[Dataset excerpt]
— START —

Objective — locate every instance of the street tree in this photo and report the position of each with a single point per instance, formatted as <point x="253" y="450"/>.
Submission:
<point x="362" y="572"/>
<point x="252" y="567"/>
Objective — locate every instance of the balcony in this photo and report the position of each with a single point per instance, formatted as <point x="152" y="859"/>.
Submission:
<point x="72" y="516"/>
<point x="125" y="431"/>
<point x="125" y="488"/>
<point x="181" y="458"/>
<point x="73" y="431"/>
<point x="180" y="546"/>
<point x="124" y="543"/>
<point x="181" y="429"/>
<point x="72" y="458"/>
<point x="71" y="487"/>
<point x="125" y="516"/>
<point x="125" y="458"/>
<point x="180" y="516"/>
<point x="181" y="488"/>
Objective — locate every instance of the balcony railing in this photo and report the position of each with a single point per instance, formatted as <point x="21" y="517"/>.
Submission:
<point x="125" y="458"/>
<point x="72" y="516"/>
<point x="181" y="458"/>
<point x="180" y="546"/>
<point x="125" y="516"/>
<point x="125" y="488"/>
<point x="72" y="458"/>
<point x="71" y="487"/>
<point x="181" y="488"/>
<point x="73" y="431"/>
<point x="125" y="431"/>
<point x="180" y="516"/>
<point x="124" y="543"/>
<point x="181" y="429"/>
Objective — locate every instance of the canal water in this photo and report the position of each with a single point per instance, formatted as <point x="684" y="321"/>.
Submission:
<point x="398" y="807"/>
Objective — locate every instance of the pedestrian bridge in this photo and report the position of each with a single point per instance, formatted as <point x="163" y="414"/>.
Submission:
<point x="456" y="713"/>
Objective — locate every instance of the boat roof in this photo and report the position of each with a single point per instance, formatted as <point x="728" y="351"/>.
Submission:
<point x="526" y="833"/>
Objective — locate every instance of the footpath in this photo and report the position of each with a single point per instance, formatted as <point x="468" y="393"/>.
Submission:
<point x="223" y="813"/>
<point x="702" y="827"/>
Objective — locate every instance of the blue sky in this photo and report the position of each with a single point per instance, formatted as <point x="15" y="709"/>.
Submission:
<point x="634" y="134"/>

— END —

**To do:**
Retype only the lines running from the line with "Objective — locate every instance of the boat" to the end of the listing, including both of those lines.

**Completed exercise:**
Objective — locate every instance of the boat roof in this photo and report the position of each with a single point per instance, formatted as <point x="728" y="351"/>.
Submission:
<point x="526" y="833"/>
Objective — locate every instance of the footpath in this photo and report the position of each with a single point per instance, formatted as <point x="468" y="393"/>.
Submission:
<point x="223" y="813"/>
<point x="702" y="827"/>
Objective — locate every instance of the blue sky in this photo and report the position of each with a single point per instance, formatted as <point x="15" y="709"/>.
Submission:
<point x="634" y="134"/>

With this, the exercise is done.